[Collection entries]
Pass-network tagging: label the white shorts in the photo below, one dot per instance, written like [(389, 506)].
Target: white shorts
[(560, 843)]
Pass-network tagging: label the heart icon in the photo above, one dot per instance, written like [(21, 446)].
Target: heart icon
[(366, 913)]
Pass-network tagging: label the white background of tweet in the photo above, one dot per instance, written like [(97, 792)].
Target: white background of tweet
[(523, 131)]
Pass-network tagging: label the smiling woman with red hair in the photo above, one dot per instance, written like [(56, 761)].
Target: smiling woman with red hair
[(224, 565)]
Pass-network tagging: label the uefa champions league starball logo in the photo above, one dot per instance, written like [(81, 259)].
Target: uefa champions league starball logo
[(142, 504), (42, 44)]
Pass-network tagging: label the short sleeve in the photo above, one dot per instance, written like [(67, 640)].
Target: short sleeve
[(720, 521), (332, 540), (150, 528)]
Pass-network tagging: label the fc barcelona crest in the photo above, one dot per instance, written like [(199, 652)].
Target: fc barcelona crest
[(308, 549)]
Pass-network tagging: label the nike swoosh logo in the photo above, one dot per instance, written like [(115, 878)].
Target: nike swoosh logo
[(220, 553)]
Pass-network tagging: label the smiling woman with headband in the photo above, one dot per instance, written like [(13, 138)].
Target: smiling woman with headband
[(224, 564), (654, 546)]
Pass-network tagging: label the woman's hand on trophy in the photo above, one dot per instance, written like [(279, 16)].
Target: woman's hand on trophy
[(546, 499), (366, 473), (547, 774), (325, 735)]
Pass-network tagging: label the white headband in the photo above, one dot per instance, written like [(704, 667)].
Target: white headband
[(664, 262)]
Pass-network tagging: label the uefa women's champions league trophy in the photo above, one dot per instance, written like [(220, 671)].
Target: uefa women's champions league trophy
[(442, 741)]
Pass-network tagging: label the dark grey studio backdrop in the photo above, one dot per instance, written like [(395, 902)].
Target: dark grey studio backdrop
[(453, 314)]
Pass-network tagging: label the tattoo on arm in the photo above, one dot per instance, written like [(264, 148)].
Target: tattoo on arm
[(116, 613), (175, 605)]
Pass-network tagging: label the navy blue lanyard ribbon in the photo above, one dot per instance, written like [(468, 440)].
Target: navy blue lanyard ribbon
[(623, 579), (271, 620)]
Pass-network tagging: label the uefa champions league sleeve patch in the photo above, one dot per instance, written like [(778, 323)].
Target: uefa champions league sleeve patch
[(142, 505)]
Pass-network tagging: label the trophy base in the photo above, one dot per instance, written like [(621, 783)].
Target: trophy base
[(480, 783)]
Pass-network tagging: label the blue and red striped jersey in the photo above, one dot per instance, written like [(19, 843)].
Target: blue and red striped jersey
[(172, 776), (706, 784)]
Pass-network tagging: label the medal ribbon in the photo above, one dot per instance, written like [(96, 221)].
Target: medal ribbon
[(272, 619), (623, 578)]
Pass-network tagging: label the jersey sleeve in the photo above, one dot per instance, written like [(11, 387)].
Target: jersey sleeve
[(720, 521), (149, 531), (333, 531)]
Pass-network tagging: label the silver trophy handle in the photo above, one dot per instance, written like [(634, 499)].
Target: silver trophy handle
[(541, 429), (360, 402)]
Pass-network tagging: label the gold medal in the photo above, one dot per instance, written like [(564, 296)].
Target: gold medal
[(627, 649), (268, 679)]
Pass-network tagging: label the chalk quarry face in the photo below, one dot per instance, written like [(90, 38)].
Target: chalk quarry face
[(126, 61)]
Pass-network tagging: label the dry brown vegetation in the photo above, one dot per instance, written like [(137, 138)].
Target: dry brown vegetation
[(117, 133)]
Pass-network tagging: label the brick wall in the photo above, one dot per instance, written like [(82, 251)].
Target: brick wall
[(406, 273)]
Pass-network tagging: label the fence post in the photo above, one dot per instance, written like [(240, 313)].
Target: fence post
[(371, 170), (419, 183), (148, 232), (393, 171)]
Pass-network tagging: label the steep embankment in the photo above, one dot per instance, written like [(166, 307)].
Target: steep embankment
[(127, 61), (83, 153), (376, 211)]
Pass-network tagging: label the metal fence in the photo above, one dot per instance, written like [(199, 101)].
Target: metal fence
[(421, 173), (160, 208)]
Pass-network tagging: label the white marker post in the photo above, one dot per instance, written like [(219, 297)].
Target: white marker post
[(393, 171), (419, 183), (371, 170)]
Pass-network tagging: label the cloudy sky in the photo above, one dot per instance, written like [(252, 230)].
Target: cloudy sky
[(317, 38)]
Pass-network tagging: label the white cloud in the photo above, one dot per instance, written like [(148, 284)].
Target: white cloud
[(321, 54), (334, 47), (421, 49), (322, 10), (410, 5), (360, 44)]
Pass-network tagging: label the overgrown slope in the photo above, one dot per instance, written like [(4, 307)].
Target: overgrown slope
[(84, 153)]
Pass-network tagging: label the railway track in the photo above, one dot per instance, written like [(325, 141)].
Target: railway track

* **WRITTEN TASK**
Return every row above verbatim, altering nothing.

* **ANSWER TO THIS TASK**
Pass-network tagging: label the white shorts in the photo below, one dot per instance, written like [(389, 506)].
Target: white shorts
[(560, 843)]
Pass-network tagging: label the heart icon in the photo above, one dot per instance, written like [(21, 446)].
Target: heart icon
[(366, 913)]
Pass-network tagging: label the white background of tweet in the photo above, one dot per instance, written like [(97, 792)].
Target: white background of tweet
[(523, 131)]
Pass-network tagging: label the smiling woman with red hair in the photo above, one dot per instance, written like [(56, 761)].
Target: smiling woman with red hair
[(224, 565)]
Pass-network tagging: label the uefa champions league starball logo in the photo above, one dot per instance, written like [(81, 259)].
Target: uefa champions league starball logo
[(142, 504), (42, 44)]
Pass-network tagging: label the short sleeve in the photo above, one dot per instance, written like [(67, 640)].
Target: short sleeve
[(720, 521), (332, 540), (150, 528)]
Pass-network tagging: label the fc barcelona crest in the photo above, one dot per instance, written like [(199, 652)].
Target: fc barcelona crest
[(308, 549)]
Pass-network tagging: label the nike swoosh logo in the photo above, one dot per instance, written like [(115, 878)].
Target: nike swoosh logo
[(220, 553)]
Pass-network tagging: label the smiling woman with headband in the photo above, one dot per instance, written like [(13, 138)].
Target: smiling woman with headband
[(224, 564), (654, 546)]
Pass-network tagging: label the woman's hand on trophy in the photo above, one dot per instance, written like [(279, 16)].
Target: woman's hand on trophy
[(546, 499), (366, 473), (547, 774), (325, 735)]
Pass-network tagging: label the white headband in the photo above, one dot per instance, written like [(704, 667)].
Target: white headband
[(664, 262)]
Pass-network tagging: label the uefa women's champions league trophy in the photo above, one dot per instance, written like [(220, 671)].
Target: uefa women's champions league trophy
[(442, 741)]
Pass-network tagging: label the dark grey studio backdrop in the photo above, one dot per instance, written like [(395, 902)].
Target: dark grey studio backdrop
[(453, 314)]
Pass-network tagging: label the tattoo on arm in the photo above, one dot per instance, written like [(264, 148)].
Target: tattoo on arm
[(116, 613), (175, 605)]
Pass-network tagging: label the navy blue lanyard ribbon in the photo above, one dot per instance, written like [(468, 440)].
Target: navy blue lanyard ribbon
[(623, 579), (271, 620)]
Pass-network tagging: label the uefa champions league sleeve patch in the photo above, one dot per instance, written like [(778, 323)].
Target: uefa champions league sleeve patch
[(142, 505)]
Pass-network tagging: label the trophy base in the photo above, one dot per instance, written like [(621, 783)].
Target: trophy base
[(480, 783)]
Pass-network tagging: label the blue and red striped jersey in the photo above, one dot per instance, written like [(19, 843)].
Target: blue and red striped jersey
[(172, 776), (706, 784)]
Pass-network tagging: label the medal ribbon in the photo above, one dot per instance, written like [(96, 221)].
Target: medal ribbon
[(272, 619), (623, 578)]
Pass-network tagging: label the jersey sleeve in the photo above, one dot per instance, written like [(11, 387)].
Target: jersey sleeve
[(720, 521), (149, 531), (333, 531)]
Pass-network tagging: label the silver trophy handle in the photo above, one dot per instance, written like [(634, 499)].
Target: silver trophy handle
[(541, 429), (360, 402)]
Pass-network tagging: label the gold medal in the photo above, one dot per instance, written like [(564, 296)].
Target: gold medal
[(627, 649), (268, 679)]
Pass-network tagging: label the chalk quarry face in the photo below, one dot per instance, written like [(90, 38)].
Target: chalk quarry face
[(126, 61)]
Pass-network tagging: label the dry brown vegetation in the photo above, one dot per instance, written like [(137, 138)].
Target: dry brown vegetation
[(117, 133)]
Pass-network tagging: label the brick wall in the photo above, one dot per instance, written like [(82, 251)].
Target: brick wall
[(406, 273)]
Pass-network tagging: label the fence post in the photo above, one dot per instance, written like [(240, 313)].
Target: fence post
[(371, 170), (419, 183), (148, 232), (393, 171)]
Pass-network tagging: label the steep embankment in the photo above, one dot per instance, written like [(166, 307)].
Target: steep embankment
[(127, 61), (83, 153), (376, 211)]
Pass-network tagging: label the metal fence in the photo above, one dot per instance, written like [(199, 101)].
Target: metal fence
[(421, 173), (160, 208)]
Pass-network tagging: label the white marker post in the photo above, one dot per instance, written like [(219, 297)].
Target: white marker post
[(393, 171), (419, 183), (371, 170)]
Pass-network tagging: label the cloudy sky in the photo above, one dot per instance, written like [(252, 230)].
Target: cloudy sky
[(317, 38)]
Pass-network tagging: label the white cloud in the photo above, one dot per instance, written like [(148, 284)].
Target: white cloud
[(321, 54), (334, 47), (421, 49), (322, 10), (410, 5), (360, 44)]
Pass-network tagging: label the overgrown slope in the photo above, one dot per instance, written like [(4, 307)].
Target: overgrown slope
[(84, 153)]
Pass-network tagging: label the railway track in the photo above, one dot per instance, written like [(325, 141)].
Target: railway track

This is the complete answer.